Coordinate annotation records:
───
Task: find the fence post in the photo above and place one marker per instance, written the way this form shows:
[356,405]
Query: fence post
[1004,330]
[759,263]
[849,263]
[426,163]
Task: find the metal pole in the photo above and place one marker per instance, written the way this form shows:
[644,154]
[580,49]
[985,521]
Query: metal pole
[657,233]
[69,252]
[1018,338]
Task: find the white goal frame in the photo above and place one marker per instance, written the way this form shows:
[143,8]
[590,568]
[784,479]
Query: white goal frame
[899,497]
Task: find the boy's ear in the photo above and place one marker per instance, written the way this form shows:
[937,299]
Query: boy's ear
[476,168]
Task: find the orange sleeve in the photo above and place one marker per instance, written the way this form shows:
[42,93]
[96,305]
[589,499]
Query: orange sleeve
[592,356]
───
▶ _Your task_
Return every line of the data above verbatim, from the first line to the last, changing nothing.

▶ _Task solution_
Task: find the fence post in the photo above and place one marker per instance, written the way this form shows:
[356,405]
Query: fence post
[1004,330]
[759,263]
[849,263]
[426,163]
Task: find the metal pole in the photo above and place one marker per instance, written the way this form shows:
[644,154]
[580,49]
[985,521]
Query: metal pole
[657,233]
[69,252]
[1018,338]
Task: find the white goal frame in the photo above and place one marker per instance, written the way this form shows:
[143,8]
[590,568]
[784,479]
Query: white goal frame
[899,497]
Task: find the boy's ear in the photo above and place one marker per instance, written the way this form shows:
[937,299]
Query: boy's ear
[476,168]
Task: find the orange sleeve in the photo above and place one marker per instance, written the way this form shows:
[42,93]
[96,305]
[589,499]
Query: orange sleeve
[592,356]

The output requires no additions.